What you have to do. An exact repetition of all the entries that follow is required.

Supplied records.
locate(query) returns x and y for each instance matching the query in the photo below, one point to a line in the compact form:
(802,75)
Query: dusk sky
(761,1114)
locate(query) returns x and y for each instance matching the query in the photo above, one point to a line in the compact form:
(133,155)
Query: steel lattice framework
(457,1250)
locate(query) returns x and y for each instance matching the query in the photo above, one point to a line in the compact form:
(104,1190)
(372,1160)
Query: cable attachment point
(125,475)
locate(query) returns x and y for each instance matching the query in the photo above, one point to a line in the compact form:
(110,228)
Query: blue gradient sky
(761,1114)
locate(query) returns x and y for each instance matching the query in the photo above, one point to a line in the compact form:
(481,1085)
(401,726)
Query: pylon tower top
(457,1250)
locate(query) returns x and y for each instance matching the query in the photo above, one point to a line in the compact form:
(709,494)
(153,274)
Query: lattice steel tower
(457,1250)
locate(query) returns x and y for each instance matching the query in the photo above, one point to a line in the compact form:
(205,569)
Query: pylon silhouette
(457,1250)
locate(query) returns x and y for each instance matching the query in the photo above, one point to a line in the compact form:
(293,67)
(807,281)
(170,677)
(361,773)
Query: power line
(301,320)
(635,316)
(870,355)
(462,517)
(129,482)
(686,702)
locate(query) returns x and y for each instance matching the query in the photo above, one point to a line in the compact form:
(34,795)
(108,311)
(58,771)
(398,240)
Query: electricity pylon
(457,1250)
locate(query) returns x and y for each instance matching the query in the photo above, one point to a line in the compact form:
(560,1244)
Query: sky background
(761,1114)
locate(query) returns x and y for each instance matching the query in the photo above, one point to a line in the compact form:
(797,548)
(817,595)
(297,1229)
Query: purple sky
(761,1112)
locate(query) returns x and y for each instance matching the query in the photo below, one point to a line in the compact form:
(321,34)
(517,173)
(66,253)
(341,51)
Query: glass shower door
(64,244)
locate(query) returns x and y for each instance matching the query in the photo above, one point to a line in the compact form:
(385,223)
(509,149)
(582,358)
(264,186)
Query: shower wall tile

Completed task.
locate(query) returns x and y for each instance matching the query in the photo below, one point to a line in the compact form:
(802,75)
Query: dusk sky
(761,1114)
locate(query) returns x and y for each instance matching the query in the photo above, one point to a line in the compact form:
(133,155)
Query: steel lattice framework
(457,1250)
locate(query) returns x and y for each instance matching the query in the photo above, one point to a line in the compact form:
(104,1190)
(372,1160)
Query: cable attachment point
(125,475)
locate(query) returns x and y for each instance matching the query in the photo above, one point to a line in the compact form:
(110,228)
Query: blue gradient sky
(761,1114)
locate(query) returns x and y for each instance matching the query in the photo above, one point to a line in the compact form:
(481,1085)
(401,726)
Query: pylon tower top
(457,1250)
locate(query) returns x and y for each instance matching the query in the photo above, one point to a line in the compact form:
(709,494)
(153,274)
Query: lattice steel tower
(457,1250)
locate(query) returns x and y for each instance matching the query in the photo above, one point to a line in the compact form:
(205,569)
Query: pylon silhouette
(457,1250)
locate(query) returns x and y for each instance matching the query in the photo above, one point to a line in the compact form:
(293,67)
(807,281)
(170,677)
(361,773)
Query: power line
(301,320)
(635,316)
(870,355)
(462,517)
(129,482)
(686,702)
locate(query) returns x and y for each instance matching the query in the photo above, one point to a line in the compact form:
(34,795)
(108,311)
(58,771)
(398,240)
Query: electricity pylon
(457,1250)
locate(query) returns x and y for each instance matching the query in the photo above, one point to a line in the compact form:
(560,1244)
Query: sky background
(761,1114)
locate(query) returns x and y for each instance matching the query in the photo above, one point to a line in the compact form:
(797,548)
(817,595)
(297,1229)
Query: purple sky
(761,1112)
locate(query) returns x and y for each instance matching the query in the photo below, one point to a line in the compact form:
(321,34)
(517,173)
(66,253)
(341,51)
Query: glass shower door
(64,244)
locate(query) returns x and y for each instance matching the query in the photo above, one point to a line in the compact form:
(385,223)
(509,149)
(582,358)
(264,186)
Query: shower wall tile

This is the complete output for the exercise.